| THE EXERCISE |
How many lines in the entries below contain the word "sign"? Reply with the number alone.
:: SUPPLIED DATA ::
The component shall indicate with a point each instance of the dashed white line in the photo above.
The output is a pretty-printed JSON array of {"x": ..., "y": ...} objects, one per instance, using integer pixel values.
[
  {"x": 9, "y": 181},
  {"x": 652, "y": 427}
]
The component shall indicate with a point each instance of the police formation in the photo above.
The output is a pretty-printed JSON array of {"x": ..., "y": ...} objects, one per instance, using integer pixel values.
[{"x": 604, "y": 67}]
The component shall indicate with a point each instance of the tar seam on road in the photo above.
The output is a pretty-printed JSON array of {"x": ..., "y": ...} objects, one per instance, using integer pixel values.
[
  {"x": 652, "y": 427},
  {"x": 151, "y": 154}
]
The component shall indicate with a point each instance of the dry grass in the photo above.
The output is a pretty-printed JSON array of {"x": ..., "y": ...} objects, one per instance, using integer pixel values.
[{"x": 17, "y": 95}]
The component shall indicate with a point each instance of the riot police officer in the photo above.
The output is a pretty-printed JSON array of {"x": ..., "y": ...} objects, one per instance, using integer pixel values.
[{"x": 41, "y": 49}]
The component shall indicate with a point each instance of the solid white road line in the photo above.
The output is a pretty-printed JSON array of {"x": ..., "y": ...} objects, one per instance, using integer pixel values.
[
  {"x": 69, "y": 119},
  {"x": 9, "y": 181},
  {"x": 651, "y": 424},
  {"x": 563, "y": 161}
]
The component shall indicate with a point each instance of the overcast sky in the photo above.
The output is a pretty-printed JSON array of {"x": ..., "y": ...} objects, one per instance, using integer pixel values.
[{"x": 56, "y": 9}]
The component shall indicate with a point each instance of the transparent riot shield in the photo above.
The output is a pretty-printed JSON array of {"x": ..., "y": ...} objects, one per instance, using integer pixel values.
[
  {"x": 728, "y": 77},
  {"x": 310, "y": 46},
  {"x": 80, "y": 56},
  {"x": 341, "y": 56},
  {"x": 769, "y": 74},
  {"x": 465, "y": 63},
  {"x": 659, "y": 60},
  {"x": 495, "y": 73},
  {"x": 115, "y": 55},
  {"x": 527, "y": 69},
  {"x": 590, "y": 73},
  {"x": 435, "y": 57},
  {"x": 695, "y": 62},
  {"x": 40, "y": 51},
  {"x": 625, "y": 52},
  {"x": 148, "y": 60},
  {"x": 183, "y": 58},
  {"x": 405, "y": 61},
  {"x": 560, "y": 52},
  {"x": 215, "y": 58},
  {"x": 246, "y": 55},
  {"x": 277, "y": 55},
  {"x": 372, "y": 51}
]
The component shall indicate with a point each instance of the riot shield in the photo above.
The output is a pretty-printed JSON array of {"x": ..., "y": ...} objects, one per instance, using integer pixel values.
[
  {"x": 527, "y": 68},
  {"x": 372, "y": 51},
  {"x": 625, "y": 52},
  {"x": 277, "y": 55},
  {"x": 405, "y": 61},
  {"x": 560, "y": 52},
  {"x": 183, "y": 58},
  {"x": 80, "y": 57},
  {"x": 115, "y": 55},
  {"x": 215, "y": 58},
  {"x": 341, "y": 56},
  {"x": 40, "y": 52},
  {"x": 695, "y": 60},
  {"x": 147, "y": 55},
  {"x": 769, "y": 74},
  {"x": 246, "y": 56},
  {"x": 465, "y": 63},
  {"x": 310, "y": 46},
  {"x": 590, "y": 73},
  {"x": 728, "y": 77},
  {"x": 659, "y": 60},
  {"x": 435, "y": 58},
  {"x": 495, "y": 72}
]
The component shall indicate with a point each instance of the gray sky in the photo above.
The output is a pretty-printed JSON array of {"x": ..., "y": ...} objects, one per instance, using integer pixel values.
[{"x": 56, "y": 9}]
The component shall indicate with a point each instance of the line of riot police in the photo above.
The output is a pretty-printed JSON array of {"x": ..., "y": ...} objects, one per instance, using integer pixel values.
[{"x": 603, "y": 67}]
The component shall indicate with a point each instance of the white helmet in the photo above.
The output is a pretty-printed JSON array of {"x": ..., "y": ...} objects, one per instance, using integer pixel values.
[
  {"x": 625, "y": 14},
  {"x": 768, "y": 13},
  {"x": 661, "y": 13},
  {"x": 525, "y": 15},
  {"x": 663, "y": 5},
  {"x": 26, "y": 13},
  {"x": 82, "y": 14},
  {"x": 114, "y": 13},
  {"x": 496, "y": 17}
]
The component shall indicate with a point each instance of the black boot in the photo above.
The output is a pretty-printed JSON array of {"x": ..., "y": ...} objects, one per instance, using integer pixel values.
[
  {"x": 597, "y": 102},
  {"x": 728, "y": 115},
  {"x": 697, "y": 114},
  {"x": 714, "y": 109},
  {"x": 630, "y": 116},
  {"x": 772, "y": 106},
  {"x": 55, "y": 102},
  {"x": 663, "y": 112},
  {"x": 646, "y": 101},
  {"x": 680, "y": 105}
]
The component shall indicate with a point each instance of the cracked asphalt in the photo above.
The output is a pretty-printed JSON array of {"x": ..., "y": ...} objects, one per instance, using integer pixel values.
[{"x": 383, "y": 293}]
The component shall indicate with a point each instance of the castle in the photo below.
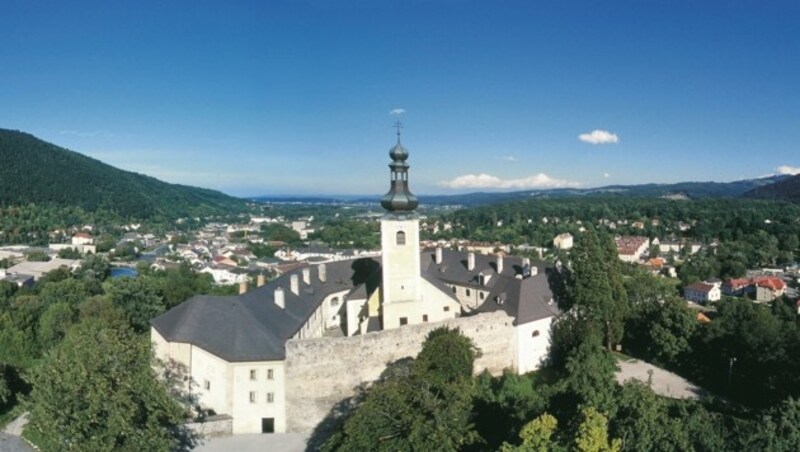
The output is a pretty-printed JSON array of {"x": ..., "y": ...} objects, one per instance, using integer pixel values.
[{"x": 279, "y": 357}]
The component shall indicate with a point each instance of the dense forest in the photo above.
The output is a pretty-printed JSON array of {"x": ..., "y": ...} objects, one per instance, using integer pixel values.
[{"x": 39, "y": 173}]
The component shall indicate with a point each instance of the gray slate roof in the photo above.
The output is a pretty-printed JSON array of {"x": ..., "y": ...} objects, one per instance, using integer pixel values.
[
  {"x": 526, "y": 299},
  {"x": 251, "y": 327}
]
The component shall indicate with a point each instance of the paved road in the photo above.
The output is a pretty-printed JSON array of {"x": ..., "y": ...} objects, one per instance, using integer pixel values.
[
  {"x": 9, "y": 436},
  {"x": 11, "y": 443},
  {"x": 275, "y": 442},
  {"x": 664, "y": 382}
]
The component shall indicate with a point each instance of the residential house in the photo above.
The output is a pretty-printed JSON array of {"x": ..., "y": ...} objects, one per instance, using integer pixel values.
[{"x": 702, "y": 292}]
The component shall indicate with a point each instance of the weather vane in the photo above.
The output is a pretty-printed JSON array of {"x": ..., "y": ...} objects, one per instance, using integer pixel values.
[{"x": 398, "y": 125}]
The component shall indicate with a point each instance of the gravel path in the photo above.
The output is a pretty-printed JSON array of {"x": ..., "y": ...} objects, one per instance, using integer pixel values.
[
  {"x": 273, "y": 442},
  {"x": 664, "y": 382}
]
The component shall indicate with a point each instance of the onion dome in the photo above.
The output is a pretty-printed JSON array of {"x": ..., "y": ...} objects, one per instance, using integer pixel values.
[{"x": 399, "y": 198}]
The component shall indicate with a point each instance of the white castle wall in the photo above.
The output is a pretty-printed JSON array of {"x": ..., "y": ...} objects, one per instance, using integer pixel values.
[{"x": 323, "y": 372}]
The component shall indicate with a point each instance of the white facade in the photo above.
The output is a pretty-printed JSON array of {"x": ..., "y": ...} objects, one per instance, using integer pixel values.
[{"x": 250, "y": 392}]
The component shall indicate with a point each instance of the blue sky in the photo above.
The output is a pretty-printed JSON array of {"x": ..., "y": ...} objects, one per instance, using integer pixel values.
[{"x": 273, "y": 97}]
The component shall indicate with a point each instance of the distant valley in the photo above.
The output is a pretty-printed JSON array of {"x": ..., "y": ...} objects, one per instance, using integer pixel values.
[{"x": 37, "y": 172}]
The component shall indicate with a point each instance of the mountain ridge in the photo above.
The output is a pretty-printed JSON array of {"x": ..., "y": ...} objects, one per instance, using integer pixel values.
[
  {"x": 687, "y": 190},
  {"x": 35, "y": 171}
]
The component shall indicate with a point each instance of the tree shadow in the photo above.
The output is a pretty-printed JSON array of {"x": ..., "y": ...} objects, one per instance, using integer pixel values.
[
  {"x": 333, "y": 421},
  {"x": 180, "y": 385}
]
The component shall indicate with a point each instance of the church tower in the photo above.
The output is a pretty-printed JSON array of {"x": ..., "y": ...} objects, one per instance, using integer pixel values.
[{"x": 400, "y": 245}]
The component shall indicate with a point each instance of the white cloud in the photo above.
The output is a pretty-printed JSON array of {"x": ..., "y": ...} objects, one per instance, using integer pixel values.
[
  {"x": 540, "y": 180},
  {"x": 786, "y": 169},
  {"x": 599, "y": 137}
]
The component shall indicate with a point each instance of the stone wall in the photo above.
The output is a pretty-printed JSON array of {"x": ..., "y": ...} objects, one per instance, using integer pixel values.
[
  {"x": 322, "y": 373},
  {"x": 213, "y": 426}
]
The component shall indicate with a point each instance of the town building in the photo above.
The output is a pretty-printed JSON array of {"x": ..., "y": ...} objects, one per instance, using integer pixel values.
[
  {"x": 280, "y": 357},
  {"x": 563, "y": 241},
  {"x": 631, "y": 248},
  {"x": 702, "y": 292}
]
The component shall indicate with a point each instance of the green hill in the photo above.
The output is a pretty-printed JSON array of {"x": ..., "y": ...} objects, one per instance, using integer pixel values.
[
  {"x": 37, "y": 172},
  {"x": 787, "y": 189}
]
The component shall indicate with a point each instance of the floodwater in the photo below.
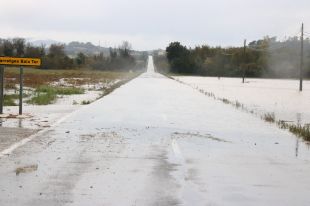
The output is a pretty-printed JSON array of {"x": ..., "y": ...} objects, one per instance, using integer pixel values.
[
  {"x": 155, "y": 141},
  {"x": 281, "y": 97}
]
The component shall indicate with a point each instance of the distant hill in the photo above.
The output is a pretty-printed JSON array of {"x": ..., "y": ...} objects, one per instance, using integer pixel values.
[
  {"x": 46, "y": 43},
  {"x": 73, "y": 48}
]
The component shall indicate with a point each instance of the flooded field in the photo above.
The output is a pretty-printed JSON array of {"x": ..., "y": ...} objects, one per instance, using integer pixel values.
[{"x": 259, "y": 96}]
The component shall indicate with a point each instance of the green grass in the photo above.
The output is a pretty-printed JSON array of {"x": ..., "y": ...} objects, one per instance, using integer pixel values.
[
  {"x": 43, "y": 98},
  {"x": 60, "y": 90},
  {"x": 45, "y": 95}
]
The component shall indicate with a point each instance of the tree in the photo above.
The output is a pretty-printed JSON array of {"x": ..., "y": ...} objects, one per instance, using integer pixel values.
[
  {"x": 80, "y": 59},
  {"x": 125, "y": 49}
]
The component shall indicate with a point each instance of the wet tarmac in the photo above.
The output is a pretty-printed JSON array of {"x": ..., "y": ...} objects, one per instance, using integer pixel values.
[{"x": 155, "y": 141}]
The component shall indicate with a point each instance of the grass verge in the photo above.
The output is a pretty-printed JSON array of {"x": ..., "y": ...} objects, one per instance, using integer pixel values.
[{"x": 45, "y": 95}]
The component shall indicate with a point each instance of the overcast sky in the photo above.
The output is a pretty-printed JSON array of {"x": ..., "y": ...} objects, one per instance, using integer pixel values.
[{"x": 152, "y": 24}]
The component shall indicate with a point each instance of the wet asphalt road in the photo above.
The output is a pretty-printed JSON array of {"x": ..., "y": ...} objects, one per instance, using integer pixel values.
[{"x": 155, "y": 141}]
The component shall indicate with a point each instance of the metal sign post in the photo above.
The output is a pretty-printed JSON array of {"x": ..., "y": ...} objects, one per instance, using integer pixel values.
[{"x": 14, "y": 61}]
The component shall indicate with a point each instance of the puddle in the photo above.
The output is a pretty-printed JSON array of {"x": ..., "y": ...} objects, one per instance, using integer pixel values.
[
  {"x": 26, "y": 169},
  {"x": 191, "y": 135}
]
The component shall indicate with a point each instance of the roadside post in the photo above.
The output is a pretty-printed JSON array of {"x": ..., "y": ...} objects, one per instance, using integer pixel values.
[
  {"x": 14, "y": 61},
  {"x": 21, "y": 82},
  {"x": 1, "y": 88}
]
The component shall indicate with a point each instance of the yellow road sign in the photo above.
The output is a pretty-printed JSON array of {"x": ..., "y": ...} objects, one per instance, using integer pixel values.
[{"x": 20, "y": 61}]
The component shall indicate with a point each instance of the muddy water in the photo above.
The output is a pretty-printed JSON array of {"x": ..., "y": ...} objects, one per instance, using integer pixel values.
[
  {"x": 155, "y": 141},
  {"x": 281, "y": 97}
]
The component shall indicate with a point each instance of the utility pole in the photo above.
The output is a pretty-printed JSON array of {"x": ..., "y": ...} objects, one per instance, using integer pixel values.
[
  {"x": 244, "y": 61},
  {"x": 301, "y": 58},
  {"x": 21, "y": 82},
  {"x": 1, "y": 88}
]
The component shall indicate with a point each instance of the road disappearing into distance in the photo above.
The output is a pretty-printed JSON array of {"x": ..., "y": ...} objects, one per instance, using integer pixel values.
[{"x": 155, "y": 141}]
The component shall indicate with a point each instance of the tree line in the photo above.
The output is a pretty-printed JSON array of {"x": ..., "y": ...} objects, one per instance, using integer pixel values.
[
  {"x": 267, "y": 57},
  {"x": 55, "y": 57}
]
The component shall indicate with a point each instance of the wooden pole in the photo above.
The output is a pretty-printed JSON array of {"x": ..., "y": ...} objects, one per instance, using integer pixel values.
[
  {"x": 1, "y": 88},
  {"x": 21, "y": 82},
  {"x": 301, "y": 58},
  {"x": 244, "y": 61}
]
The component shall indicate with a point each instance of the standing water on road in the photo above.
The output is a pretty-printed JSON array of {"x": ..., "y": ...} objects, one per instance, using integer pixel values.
[
  {"x": 155, "y": 141},
  {"x": 261, "y": 96}
]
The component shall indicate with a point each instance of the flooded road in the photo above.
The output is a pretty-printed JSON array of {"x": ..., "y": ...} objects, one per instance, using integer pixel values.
[{"x": 155, "y": 141}]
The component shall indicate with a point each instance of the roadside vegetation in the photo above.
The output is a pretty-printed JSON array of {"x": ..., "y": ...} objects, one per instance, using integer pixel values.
[
  {"x": 267, "y": 58},
  {"x": 62, "y": 74}
]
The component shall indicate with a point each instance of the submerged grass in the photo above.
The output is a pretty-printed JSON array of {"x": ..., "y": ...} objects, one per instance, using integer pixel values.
[
  {"x": 269, "y": 117},
  {"x": 45, "y": 95},
  {"x": 9, "y": 100},
  {"x": 302, "y": 131}
]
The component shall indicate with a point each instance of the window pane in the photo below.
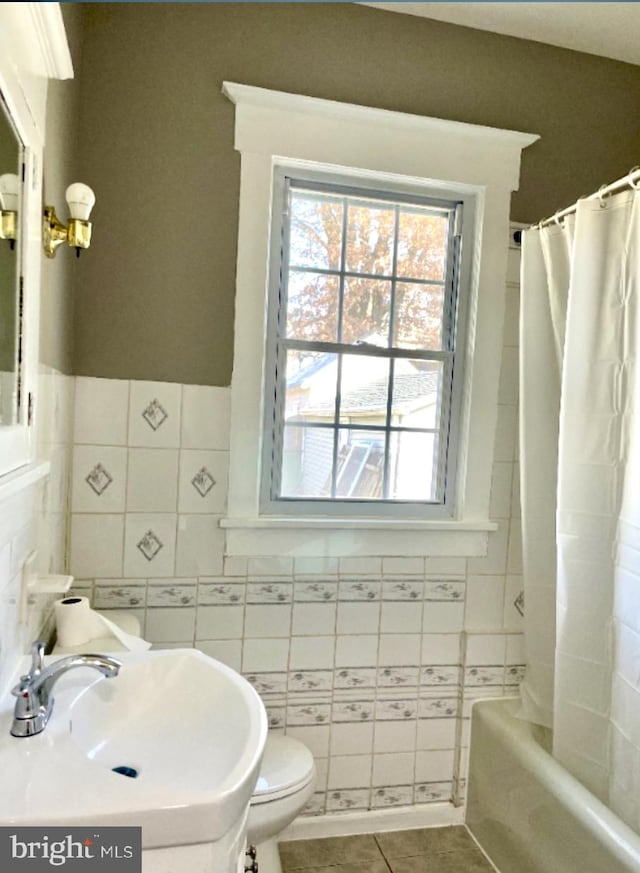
:::
| REPLY TO THE EXERCISE |
2